Source information:

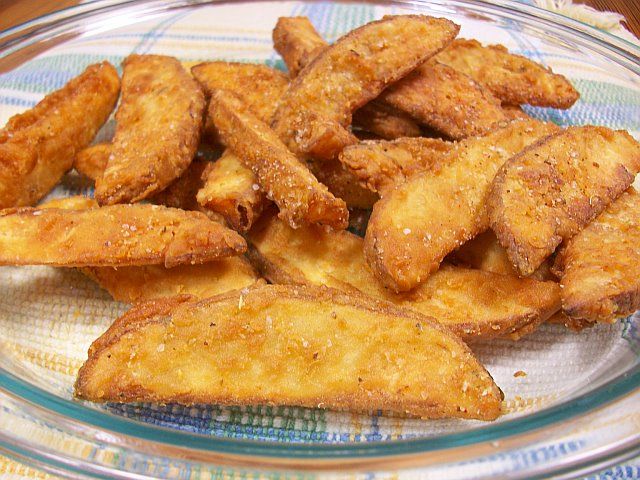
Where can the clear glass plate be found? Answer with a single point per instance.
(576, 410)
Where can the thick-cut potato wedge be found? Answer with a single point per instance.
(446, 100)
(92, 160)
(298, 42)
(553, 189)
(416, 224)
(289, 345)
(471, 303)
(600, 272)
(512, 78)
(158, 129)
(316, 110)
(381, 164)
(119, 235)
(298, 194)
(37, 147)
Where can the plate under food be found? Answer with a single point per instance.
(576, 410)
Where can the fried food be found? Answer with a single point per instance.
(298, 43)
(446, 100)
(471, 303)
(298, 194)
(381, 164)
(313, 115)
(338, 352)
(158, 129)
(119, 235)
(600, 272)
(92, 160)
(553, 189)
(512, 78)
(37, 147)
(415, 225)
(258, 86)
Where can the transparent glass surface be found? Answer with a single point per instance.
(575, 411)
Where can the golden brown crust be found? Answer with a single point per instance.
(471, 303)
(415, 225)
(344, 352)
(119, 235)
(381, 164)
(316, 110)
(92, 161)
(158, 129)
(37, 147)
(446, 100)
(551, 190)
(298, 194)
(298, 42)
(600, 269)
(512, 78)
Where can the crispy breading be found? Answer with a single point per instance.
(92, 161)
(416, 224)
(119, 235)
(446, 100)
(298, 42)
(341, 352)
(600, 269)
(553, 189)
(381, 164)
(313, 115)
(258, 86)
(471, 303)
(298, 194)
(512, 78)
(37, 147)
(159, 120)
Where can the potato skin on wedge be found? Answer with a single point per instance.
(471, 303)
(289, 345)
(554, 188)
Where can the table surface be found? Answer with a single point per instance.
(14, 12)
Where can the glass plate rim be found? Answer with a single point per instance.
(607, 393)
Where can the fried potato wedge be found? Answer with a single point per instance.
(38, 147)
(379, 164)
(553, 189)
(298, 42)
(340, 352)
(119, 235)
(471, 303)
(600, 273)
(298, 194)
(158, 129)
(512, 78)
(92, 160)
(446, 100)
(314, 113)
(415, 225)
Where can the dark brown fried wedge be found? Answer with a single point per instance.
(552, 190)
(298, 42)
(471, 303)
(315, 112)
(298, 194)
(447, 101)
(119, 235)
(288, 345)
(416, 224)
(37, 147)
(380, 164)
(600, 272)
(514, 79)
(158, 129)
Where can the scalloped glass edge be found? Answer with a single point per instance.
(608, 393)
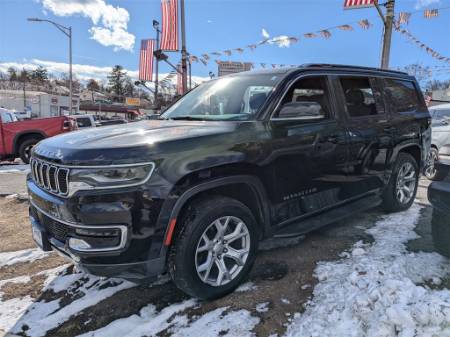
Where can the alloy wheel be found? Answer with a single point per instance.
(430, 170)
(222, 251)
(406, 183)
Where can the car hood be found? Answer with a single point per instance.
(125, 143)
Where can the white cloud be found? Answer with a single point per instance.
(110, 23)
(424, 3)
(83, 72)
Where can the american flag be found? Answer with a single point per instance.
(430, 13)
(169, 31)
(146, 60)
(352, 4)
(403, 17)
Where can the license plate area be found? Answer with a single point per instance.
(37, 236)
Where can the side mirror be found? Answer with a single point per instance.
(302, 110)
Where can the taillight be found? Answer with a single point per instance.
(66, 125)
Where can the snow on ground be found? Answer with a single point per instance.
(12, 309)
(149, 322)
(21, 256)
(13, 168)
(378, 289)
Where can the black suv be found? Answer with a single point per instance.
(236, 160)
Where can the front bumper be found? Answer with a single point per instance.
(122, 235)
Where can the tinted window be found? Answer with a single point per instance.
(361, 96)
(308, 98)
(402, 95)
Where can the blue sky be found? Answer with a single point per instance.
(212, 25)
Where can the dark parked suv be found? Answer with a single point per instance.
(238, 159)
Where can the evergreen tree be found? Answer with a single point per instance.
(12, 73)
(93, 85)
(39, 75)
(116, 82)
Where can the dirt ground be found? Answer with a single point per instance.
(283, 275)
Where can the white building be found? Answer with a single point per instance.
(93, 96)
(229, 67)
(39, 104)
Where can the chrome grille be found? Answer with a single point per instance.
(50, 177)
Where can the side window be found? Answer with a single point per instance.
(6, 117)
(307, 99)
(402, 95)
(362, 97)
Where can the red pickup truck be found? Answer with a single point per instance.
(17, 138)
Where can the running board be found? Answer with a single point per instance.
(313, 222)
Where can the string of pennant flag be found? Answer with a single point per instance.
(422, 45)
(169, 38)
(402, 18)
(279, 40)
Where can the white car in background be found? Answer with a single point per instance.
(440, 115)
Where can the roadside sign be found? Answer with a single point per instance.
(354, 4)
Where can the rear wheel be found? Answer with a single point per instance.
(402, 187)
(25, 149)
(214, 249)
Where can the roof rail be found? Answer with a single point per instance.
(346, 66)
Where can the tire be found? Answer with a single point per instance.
---
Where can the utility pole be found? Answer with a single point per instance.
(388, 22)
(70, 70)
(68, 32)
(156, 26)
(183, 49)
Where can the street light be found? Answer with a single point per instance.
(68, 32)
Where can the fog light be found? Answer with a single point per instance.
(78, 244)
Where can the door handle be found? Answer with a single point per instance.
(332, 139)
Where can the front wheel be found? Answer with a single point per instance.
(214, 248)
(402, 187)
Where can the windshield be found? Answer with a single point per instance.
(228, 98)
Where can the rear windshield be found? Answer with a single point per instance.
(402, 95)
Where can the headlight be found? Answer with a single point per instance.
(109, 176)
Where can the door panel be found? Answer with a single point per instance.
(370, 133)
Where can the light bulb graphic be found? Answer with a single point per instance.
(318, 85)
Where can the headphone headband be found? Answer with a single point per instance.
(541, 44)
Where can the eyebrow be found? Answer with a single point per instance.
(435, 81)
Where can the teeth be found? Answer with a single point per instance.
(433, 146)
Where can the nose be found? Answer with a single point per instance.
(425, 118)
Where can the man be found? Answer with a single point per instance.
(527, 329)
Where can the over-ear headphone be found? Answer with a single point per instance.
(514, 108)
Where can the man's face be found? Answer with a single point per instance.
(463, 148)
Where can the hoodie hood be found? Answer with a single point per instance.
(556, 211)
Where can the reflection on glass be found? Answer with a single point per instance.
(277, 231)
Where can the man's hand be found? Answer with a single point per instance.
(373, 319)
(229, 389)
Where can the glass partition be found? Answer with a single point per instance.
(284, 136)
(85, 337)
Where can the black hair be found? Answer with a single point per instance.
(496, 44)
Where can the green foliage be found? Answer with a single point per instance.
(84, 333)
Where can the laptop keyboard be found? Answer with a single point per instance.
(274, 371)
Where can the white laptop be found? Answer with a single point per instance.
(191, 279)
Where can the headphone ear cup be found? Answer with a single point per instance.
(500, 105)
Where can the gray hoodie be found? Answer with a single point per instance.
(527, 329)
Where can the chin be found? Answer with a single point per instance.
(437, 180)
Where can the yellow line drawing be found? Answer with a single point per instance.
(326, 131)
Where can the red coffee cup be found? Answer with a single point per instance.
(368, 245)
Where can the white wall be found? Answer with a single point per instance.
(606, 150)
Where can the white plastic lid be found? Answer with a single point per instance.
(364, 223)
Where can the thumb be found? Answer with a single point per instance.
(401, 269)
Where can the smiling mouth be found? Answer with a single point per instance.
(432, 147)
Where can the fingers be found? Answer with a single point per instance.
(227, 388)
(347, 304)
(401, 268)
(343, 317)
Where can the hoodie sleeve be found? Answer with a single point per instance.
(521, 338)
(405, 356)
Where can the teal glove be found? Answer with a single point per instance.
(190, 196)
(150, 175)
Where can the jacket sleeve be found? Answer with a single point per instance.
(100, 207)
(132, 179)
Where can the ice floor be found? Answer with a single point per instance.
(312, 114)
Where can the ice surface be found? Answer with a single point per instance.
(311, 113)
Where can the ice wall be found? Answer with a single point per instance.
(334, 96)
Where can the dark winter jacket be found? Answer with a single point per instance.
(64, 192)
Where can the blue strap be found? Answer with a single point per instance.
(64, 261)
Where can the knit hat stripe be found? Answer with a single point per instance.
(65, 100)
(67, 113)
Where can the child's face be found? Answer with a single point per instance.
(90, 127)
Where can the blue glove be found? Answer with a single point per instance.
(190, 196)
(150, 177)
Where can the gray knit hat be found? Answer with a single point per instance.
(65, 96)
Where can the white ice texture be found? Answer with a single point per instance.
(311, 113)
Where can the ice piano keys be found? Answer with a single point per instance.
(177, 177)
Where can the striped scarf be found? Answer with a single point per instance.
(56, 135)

What you should do: Above are the records; print exactly the lines from the line with "Where can the evergreen" to the line with "Where can the tire", including both, and nothing else.

Output for this exercise:
Where can the evergreen tree be found? Answer with a single point per instance.
(12, 73)
(93, 85)
(39, 75)
(116, 82)
Where can the dirt ground be found? Answer with a single point per instance.
(283, 275)
Where can the white building be found? Answer with a single point per instance.
(93, 96)
(229, 67)
(39, 104)
Where can the chrome grille be found? Answer with a single point per instance.
(50, 177)
Where can the side window be found? Answer with a single point per instance.
(6, 117)
(307, 99)
(402, 95)
(362, 97)
Where can the red pickup truck be found? Answer with a single point per instance.
(17, 138)
Where can the running board be found? Answer with a single point per instance.
(313, 222)
Where can the string of pennant flag be found? Answer with a single point per instance.
(422, 45)
(169, 38)
(402, 18)
(279, 40)
Where can the white car in background be found? Answer with a single point per instance.
(440, 115)
Where can the roadside sign be found? Answer with a single point per instance.
(354, 4)
Where can the rear wheel be found? Answer with a single point per instance.
(402, 187)
(25, 149)
(214, 249)
Where can the roof rail be found? Answer with a single point per instance.
(346, 66)
Where can the tire be found? Answer with a single point per instance.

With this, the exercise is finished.